Task:
Return the lines beginning at the one that contains "If you could tag the child's" and continuing to the end of the entries, including both ends, exactly as written and nothing else.

Supplied records:
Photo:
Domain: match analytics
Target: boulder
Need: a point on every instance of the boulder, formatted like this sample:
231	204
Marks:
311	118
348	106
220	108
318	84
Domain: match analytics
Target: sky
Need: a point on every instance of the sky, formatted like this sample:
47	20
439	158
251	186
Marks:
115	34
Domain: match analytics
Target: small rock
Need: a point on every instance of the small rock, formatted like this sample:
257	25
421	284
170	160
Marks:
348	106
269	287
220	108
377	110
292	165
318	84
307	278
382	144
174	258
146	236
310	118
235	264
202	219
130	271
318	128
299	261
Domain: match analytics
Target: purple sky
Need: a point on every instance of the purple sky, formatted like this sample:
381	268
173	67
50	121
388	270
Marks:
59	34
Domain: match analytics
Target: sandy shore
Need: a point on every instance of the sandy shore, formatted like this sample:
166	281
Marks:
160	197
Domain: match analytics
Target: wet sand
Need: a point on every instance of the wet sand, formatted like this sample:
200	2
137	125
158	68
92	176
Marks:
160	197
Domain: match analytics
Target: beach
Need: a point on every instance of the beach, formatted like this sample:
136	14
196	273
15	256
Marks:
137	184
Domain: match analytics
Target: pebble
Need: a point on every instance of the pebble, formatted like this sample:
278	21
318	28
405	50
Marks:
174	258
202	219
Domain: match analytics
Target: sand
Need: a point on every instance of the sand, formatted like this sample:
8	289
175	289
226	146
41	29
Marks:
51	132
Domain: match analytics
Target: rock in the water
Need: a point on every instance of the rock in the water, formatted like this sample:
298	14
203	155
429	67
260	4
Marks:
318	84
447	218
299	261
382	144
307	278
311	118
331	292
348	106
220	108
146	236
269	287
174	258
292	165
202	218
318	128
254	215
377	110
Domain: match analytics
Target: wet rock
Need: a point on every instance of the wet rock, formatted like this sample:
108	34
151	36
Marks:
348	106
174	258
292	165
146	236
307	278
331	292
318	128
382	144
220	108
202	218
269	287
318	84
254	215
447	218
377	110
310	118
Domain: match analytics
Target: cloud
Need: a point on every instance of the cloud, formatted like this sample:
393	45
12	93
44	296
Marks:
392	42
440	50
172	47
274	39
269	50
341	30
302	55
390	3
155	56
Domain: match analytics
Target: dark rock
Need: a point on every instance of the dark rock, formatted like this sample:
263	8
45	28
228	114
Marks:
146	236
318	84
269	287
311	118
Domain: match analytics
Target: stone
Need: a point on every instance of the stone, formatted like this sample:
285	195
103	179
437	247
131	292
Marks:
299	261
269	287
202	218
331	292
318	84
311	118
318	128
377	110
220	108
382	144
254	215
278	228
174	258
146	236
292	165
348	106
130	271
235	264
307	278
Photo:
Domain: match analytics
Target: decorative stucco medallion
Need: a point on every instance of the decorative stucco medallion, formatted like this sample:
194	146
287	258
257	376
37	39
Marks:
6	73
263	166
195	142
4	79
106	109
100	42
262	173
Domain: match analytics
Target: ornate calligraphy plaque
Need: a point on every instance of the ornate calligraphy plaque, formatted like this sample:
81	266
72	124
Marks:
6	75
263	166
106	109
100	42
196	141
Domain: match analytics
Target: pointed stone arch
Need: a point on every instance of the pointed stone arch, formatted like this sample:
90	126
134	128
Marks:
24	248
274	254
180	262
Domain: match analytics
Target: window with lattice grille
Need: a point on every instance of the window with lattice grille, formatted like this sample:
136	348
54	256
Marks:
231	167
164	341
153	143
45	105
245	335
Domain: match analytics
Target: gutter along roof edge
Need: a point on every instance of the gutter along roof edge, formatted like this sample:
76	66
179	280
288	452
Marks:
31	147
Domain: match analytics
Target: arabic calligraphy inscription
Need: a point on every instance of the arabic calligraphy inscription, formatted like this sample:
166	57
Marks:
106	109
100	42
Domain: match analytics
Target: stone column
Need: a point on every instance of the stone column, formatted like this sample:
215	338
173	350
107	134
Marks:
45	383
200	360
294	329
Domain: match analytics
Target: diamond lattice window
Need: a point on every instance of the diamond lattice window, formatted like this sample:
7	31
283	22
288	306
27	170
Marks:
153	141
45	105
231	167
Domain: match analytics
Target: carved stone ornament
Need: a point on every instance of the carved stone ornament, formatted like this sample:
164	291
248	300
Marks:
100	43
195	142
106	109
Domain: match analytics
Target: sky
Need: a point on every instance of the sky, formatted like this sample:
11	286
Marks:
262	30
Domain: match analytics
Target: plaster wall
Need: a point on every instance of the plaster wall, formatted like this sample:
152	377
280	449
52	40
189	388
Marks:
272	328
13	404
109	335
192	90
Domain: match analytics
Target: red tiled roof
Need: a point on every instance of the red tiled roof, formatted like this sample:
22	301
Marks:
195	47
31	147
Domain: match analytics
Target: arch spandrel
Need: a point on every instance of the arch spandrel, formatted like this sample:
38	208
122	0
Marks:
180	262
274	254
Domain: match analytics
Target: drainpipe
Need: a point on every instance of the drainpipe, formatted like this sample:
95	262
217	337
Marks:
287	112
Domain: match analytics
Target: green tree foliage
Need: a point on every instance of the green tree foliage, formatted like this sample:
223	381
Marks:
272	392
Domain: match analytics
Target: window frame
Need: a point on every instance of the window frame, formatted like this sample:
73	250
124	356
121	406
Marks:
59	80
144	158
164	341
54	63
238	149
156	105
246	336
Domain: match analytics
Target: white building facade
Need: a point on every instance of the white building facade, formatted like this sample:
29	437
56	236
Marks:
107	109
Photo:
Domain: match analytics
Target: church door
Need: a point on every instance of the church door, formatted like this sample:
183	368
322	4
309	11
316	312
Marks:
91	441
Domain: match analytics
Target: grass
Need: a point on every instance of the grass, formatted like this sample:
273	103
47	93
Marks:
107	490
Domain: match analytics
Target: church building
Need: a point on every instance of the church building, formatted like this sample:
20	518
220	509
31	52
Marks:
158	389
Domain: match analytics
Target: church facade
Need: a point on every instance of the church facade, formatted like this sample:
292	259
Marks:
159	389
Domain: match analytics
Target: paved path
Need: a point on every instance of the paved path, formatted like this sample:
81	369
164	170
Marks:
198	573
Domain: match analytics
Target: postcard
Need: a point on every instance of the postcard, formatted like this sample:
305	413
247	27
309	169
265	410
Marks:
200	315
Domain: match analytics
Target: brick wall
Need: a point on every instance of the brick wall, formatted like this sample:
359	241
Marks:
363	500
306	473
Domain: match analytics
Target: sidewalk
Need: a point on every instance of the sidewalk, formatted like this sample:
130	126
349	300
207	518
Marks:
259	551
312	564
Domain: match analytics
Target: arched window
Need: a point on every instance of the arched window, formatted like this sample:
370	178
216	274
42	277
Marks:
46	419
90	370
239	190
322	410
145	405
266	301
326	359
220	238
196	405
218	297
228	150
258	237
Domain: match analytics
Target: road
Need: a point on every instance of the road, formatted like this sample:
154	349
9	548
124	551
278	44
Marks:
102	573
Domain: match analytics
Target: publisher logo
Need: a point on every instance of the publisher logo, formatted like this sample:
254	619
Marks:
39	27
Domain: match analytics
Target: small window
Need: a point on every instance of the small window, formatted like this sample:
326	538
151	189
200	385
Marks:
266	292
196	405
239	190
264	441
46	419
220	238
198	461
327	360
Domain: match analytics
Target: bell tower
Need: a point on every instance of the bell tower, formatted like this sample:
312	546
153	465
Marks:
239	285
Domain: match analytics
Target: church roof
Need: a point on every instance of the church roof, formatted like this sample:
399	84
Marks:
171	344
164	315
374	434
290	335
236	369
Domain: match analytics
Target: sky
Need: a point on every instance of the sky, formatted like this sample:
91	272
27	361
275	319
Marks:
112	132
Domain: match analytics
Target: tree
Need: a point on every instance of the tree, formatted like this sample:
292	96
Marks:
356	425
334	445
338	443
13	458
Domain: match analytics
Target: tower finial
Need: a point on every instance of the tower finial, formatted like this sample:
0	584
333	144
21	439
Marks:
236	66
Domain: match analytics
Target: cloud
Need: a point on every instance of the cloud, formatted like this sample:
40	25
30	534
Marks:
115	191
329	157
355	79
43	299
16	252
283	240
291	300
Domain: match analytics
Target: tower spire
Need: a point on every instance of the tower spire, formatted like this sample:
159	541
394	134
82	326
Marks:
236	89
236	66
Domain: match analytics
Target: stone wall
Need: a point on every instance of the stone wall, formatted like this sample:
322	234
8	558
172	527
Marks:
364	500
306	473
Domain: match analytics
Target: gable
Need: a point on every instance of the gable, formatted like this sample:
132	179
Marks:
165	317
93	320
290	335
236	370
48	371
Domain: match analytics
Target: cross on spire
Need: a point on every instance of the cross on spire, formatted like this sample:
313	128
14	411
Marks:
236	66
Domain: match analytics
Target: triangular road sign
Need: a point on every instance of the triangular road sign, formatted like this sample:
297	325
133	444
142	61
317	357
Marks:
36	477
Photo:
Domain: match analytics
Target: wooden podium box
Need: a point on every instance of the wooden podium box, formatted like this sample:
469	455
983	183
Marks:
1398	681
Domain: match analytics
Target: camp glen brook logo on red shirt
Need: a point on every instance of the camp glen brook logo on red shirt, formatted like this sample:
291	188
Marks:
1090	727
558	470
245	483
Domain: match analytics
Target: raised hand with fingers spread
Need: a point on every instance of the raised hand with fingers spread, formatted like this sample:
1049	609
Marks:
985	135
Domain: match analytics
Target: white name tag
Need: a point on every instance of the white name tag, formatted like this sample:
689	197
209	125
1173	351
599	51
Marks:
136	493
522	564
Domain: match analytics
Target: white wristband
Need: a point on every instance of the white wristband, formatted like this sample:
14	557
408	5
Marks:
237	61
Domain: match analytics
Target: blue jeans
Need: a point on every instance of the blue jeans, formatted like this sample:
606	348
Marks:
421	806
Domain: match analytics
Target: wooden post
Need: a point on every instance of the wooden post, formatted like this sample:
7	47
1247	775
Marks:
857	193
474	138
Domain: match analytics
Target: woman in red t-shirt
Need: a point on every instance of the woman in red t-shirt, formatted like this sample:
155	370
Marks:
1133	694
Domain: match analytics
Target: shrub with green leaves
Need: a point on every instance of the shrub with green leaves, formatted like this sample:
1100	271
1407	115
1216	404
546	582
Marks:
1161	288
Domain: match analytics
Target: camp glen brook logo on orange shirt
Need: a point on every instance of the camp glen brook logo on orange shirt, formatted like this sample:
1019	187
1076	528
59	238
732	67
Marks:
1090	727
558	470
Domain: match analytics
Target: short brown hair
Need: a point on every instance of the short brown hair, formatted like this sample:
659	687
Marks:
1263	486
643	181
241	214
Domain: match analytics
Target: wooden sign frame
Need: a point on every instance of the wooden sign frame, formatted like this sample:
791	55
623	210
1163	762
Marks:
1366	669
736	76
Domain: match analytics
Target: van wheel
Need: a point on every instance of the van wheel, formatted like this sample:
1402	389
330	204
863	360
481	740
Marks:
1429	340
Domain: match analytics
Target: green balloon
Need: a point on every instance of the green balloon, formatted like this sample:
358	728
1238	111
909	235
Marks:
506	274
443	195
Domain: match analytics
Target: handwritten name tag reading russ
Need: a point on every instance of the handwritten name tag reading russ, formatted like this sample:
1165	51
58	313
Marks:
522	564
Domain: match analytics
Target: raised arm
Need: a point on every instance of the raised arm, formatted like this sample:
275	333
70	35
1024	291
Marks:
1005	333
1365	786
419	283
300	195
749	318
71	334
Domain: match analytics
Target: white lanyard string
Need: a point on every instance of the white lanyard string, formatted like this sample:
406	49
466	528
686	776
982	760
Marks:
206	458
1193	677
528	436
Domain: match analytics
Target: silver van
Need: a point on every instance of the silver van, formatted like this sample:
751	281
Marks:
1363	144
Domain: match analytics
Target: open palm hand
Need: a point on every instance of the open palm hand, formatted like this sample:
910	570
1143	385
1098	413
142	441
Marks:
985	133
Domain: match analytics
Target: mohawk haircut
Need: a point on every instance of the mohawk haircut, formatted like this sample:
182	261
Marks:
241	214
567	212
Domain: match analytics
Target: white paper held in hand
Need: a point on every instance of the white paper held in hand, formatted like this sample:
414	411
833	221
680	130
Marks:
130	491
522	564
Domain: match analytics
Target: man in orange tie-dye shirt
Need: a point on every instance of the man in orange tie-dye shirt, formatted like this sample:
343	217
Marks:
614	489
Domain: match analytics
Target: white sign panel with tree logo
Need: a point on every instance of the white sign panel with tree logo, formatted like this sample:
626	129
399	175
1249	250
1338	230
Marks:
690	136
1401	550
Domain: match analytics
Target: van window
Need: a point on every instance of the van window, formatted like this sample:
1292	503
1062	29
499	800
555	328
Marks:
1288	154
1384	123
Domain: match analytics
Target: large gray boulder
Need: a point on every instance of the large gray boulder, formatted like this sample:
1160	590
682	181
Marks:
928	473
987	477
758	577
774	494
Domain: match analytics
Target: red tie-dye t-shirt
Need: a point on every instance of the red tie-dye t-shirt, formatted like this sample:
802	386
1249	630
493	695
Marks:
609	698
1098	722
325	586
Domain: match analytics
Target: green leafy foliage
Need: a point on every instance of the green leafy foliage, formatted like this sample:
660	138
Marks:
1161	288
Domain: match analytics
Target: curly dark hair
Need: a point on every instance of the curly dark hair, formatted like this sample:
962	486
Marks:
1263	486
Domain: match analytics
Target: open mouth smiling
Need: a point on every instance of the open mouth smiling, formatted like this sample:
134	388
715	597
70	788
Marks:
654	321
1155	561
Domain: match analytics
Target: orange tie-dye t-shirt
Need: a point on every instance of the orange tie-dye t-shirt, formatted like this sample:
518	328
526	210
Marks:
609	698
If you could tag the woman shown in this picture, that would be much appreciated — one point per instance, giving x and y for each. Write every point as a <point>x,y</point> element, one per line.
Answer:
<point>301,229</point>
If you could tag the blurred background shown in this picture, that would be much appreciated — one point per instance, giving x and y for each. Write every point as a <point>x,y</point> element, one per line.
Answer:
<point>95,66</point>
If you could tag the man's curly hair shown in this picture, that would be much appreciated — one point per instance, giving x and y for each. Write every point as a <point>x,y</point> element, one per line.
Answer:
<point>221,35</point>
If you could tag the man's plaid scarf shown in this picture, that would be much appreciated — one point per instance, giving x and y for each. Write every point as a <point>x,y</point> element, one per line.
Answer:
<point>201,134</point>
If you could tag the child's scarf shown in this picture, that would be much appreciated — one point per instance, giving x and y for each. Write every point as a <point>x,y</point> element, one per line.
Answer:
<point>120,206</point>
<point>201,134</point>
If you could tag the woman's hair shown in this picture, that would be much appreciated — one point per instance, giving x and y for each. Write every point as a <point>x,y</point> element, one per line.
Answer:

Completed exercise:
If you could tag the child's scarf shown in this picture, that would be much appreciated — one point per instance, giving x and y for each. Write every point as a <point>x,y</point> element, one per line.
Answer:
<point>120,206</point>
<point>201,134</point>
If you could tag the woman's hair shown in this picture, that would be much appreciated — one point per instance, giving x and y for each. Write every point as a <point>x,y</point> element, one per line.
Answer:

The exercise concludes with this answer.